*** Supplied records ***
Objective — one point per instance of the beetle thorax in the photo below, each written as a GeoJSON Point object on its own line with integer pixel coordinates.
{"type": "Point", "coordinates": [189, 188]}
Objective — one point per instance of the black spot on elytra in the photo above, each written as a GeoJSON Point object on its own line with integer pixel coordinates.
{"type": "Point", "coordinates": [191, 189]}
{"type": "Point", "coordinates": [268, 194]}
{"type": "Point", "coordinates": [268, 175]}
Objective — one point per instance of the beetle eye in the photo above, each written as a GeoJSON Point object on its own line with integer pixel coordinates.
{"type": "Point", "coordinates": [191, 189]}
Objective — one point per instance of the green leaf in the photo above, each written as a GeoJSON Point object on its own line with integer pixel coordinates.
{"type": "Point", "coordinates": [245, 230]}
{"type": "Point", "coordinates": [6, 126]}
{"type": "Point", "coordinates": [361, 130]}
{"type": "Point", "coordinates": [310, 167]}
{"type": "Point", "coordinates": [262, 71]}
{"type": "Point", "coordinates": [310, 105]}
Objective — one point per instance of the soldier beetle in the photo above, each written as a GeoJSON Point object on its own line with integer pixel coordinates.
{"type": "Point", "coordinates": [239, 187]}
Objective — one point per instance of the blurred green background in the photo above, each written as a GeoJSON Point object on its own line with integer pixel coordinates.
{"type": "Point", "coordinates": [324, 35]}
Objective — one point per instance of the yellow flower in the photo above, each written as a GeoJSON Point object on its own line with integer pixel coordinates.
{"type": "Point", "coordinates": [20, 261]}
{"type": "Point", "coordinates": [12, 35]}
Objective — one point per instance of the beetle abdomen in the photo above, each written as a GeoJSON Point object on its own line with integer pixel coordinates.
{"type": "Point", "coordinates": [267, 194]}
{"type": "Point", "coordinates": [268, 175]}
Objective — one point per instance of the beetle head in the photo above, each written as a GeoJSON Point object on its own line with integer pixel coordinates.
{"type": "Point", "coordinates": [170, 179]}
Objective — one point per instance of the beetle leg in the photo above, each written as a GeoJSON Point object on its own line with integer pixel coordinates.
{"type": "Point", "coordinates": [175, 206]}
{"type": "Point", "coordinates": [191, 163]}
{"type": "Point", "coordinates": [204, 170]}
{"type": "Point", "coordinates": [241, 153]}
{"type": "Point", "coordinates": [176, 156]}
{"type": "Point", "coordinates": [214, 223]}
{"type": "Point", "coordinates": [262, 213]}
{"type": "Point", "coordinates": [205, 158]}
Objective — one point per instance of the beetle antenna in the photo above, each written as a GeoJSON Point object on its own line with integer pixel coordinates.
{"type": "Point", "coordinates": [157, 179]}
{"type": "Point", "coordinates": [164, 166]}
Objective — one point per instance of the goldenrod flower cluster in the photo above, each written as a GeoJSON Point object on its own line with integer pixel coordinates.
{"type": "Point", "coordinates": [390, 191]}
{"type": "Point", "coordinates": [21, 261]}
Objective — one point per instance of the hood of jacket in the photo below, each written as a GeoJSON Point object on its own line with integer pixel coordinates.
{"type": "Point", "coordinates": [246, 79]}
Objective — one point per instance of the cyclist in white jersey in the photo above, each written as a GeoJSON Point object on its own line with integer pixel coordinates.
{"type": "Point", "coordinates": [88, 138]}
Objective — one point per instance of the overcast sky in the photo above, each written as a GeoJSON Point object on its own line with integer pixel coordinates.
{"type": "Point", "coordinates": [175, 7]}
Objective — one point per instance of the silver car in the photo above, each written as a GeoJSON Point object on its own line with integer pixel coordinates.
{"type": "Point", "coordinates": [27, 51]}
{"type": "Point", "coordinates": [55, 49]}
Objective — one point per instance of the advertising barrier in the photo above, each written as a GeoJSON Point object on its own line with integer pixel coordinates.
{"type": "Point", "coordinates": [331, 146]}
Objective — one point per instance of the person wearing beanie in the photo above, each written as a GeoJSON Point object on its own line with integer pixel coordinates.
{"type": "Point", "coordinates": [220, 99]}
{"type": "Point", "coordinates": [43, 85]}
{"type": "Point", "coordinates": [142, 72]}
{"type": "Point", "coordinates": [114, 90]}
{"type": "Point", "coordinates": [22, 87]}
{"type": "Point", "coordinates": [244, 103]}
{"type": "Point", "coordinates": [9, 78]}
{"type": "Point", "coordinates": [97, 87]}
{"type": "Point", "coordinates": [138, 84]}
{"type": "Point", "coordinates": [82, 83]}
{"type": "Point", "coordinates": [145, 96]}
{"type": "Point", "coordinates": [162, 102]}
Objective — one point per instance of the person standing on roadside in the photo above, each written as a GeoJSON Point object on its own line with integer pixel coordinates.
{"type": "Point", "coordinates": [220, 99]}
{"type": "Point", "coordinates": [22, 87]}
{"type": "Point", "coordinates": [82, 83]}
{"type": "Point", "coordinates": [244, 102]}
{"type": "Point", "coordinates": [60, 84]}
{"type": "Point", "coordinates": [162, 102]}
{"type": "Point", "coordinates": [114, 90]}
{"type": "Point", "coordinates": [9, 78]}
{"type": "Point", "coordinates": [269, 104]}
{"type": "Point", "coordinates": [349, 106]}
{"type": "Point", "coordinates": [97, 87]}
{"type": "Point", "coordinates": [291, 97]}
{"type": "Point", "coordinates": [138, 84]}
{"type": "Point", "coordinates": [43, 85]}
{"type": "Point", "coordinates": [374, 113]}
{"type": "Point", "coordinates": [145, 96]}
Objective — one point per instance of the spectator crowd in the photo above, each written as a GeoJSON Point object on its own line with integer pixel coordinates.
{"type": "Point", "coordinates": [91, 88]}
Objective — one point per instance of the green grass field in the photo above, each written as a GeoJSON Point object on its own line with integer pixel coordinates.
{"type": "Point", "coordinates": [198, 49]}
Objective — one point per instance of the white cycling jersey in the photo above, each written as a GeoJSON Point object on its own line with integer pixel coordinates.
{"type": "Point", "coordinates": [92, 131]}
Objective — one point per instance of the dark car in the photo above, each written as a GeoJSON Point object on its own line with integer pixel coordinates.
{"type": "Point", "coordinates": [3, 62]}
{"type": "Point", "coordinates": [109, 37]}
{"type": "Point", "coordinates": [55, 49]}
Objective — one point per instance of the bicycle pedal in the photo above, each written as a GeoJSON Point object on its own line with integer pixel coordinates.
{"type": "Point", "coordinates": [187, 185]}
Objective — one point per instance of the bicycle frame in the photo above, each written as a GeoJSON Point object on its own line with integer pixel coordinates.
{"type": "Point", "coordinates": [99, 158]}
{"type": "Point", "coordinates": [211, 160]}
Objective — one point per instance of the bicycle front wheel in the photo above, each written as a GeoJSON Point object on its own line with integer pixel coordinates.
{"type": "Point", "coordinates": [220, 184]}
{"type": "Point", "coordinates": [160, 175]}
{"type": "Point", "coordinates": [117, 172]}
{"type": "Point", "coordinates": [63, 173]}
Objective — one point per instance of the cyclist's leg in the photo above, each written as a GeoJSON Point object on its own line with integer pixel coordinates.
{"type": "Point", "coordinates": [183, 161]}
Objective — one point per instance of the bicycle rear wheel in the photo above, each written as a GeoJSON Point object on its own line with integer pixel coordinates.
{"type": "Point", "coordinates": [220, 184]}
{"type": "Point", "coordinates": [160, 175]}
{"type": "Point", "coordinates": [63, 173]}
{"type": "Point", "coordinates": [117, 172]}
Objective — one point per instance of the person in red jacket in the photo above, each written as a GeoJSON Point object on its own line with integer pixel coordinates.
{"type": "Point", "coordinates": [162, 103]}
*** End of Supplied records ***
• **What the exercise asks**
For each entry above, please make an exact copy.

• **Solution to this problem**
Objective — one point per instance of the beetle thorax in the photo below, each written as a GeoJSON Point object on its own line with integer pixel coordinates.
{"type": "Point", "coordinates": [189, 188]}
Objective — one point per instance of the black spot on elytra in the photo above, each written as a GeoJSON Point object on its own line with integer pixel coordinates.
{"type": "Point", "coordinates": [191, 189]}
{"type": "Point", "coordinates": [268, 194]}
{"type": "Point", "coordinates": [268, 175]}
Objective — one point per instance of the beetle eye in the photo above, each written as a GeoJSON Point object on its own line with integer pixel coordinates.
{"type": "Point", "coordinates": [191, 189]}
Objective — one point per instance of the green leaf in the photo above, each written as a GeoJSON Point object on its own line with integer pixel coordinates.
{"type": "Point", "coordinates": [245, 230]}
{"type": "Point", "coordinates": [6, 126]}
{"type": "Point", "coordinates": [361, 130]}
{"type": "Point", "coordinates": [310, 167]}
{"type": "Point", "coordinates": [262, 71]}
{"type": "Point", "coordinates": [310, 105]}
Objective — one point per instance of the soldier beetle in the photo above, each written as a GeoJSON Point object on its own line with integer pixel coordinates.
{"type": "Point", "coordinates": [239, 187]}
Objective — one point per instance of the blurred green background in the photo above, each written as a GeoJSON Point object on its own line with integer pixel coordinates.
{"type": "Point", "coordinates": [324, 35]}
Objective — one point per instance of the yellow flower in the photo above, each written as a GeoJSON Point object on its own line with integer pixel coordinates.
{"type": "Point", "coordinates": [20, 261]}
{"type": "Point", "coordinates": [12, 35]}
Objective — one point per instance of the beetle abdomen in the photo above, each written as a GeoJSON Point object on its own line with integer pixel coordinates.
{"type": "Point", "coordinates": [267, 194]}
{"type": "Point", "coordinates": [268, 175]}
Objective — one point per instance of the beetle head in the photo above, each written as a GeoJSON Point object on its own line with integer pixel coordinates.
{"type": "Point", "coordinates": [170, 179]}
Objective — one point per instance of the beetle leg in the photo above, each written as a GeoJSON Point object on its own line with integer pixel coordinates.
{"type": "Point", "coordinates": [175, 206]}
{"type": "Point", "coordinates": [191, 163]}
{"type": "Point", "coordinates": [204, 170]}
{"type": "Point", "coordinates": [241, 153]}
{"type": "Point", "coordinates": [176, 156]}
{"type": "Point", "coordinates": [214, 223]}
{"type": "Point", "coordinates": [262, 213]}
{"type": "Point", "coordinates": [205, 158]}
Objective — one point per instance of the beetle antenna in the photo above, each written as a GeoJSON Point object on its own line with integer pixel coordinates.
{"type": "Point", "coordinates": [157, 179]}
{"type": "Point", "coordinates": [164, 166]}
Objective — one point per instance of the goldenrod flower cluster in the photo above, each written as a GeoJSON Point object on its own line with integer pixel coordinates.
{"type": "Point", "coordinates": [390, 191]}
{"type": "Point", "coordinates": [21, 261]}
Objective — one point per instance of the hood of jacket in the photo below, each written as a GeoJSON Point object on its own line with integer pixel coordinates.
{"type": "Point", "coordinates": [246, 79]}
Objective — one point per instance of the cyclist in white jersey in the photo above, each written as a GeoJSON Point object on its own line with integer pixel coordinates.
{"type": "Point", "coordinates": [88, 138]}
Objective — one point per instance of the overcast sky in the photo above, each written as a GeoJSON Point object on its own line with integer pixel coordinates.
{"type": "Point", "coordinates": [175, 7]}
Objective — one point per instance of the silver car in the photo above, each written as a GeoJSON Point object on its own line with integer pixel coordinates.
{"type": "Point", "coordinates": [27, 51]}
{"type": "Point", "coordinates": [55, 49]}
Objective — one point per instance of the advertising barrier in the photo above, each written as a GeoJSON Point object on its own line with integer pixel coordinates.
{"type": "Point", "coordinates": [331, 146]}
Objective — one point per instance of the person wearing beanie in the photo above, each written as a GeoJSON Point object on its own line with integer pixel coordinates.
{"type": "Point", "coordinates": [220, 99]}
{"type": "Point", "coordinates": [43, 85]}
{"type": "Point", "coordinates": [142, 72]}
{"type": "Point", "coordinates": [114, 90]}
{"type": "Point", "coordinates": [22, 87]}
{"type": "Point", "coordinates": [244, 103]}
{"type": "Point", "coordinates": [9, 78]}
{"type": "Point", "coordinates": [97, 87]}
{"type": "Point", "coordinates": [138, 84]}
{"type": "Point", "coordinates": [82, 83]}
{"type": "Point", "coordinates": [145, 96]}
{"type": "Point", "coordinates": [162, 102]}
Objective — one point per instance of the person standing on roadside in the photo above, each written as a GeoJSON Point object on its own line with integer pixel coordinates.
{"type": "Point", "coordinates": [220, 99]}
{"type": "Point", "coordinates": [22, 87]}
{"type": "Point", "coordinates": [82, 83]}
{"type": "Point", "coordinates": [244, 102]}
{"type": "Point", "coordinates": [60, 84]}
{"type": "Point", "coordinates": [162, 102]}
{"type": "Point", "coordinates": [114, 90]}
{"type": "Point", "coordinates": [9, 78]}
{"type": "Point", "coordinates": [269, 104]}
{"type": "Point", "coordinates": [349, 106]}
{"type": "Point", "coordinates": [97, 87]}
{"type": "Point", "coordinates": [291, 97]}
{"type": "Point", "coordinates": [138, 84]}
{"type": "Point", "coordinates": [43, 85]}
{"type": "Point", "coordinates": [374, 113]}
{"type": "Point", "coordinates": [145, 96]}
Objective — one point per instance of the spectator crowd in the photo above, each written as a GeoJSON Point object on its own line with integer pixel coordinates.
{"type": "Point", "coordinates": [91, 88]}
Objective — one point per instance of the green grass field in the photo above, each written as a GeoJSON Point object on its own line with integer pixel coordinates.
{"type": "Point", "coordinates": [198, 49]}
Objective — one point per instance of the white cycling jersey in the photo above, each written as a GeoJSON Point object on its own line with integer pixel coordinates.
{"type": "Point", "coordinates": [92, 131]}
Objective — one point per instance of the dark car in the photo above, each written as a GeoJSON Point object on its own line with integer pixel coordinates.
{"type": "Point", "coordinates": [3, 62]}
{"type": "Point", "coordinates": [109, 37]}
{"type": "Point", "coordinates": [55, 49]}
Objective — one point per instance of the bicycle pedal in the photo above, each written as a GeoJSON Point object on its own line with integer pixel coordinates.
{"type": "Point", "coordinates": [187, 185]}
Objective — one point per instance of the bicycle frame in the photo above, each written as a GeoJSON Point object on its own line with integer pixel coordinates.
{"type": "Point", "coordinates": [99, 158]}
{"type": "Point", "coordinates": [211, 160]}
Objective — one point per instance of the bicycle front wheel in the photo above, each written as a GeoJSON Point object on its own line with integer pixel coordinates.
{"type": "Point", "coordinates": [220, 184]}
{"type": "Point", "coordinates": [160, 175]}
{"type": "Point", "coordinates": [117, 172]}
{"type": "Point", "coordinates": [63, 173]}
Objective — one point per instance of the cyclist's leg in the photo above, each written as a GeoJSON Point object on its own line with integer pixel coordinates.
{"type": "Point", "coordinates": [183, 161]}
Objective — one point per instance of the bicycle rear wheel in the photo above, each written as a GeoJSON Point object on its own line with integer pixel coordinates.
{"type": "Point", "coordinates": [220, 184]}
{"type": "Point", "coordinates": [160, 175]}
{"type": "Point", "coordinates": [63, 173]}
{"type": "Point", "coordinates": [117, 172]}
Objective — one point per instance of the person in red jacket in the photo above, each written as a GeoJSON Point object on its own line with integer pixel coordinates.
{"type": "Point", "coordinates": [162, 103]}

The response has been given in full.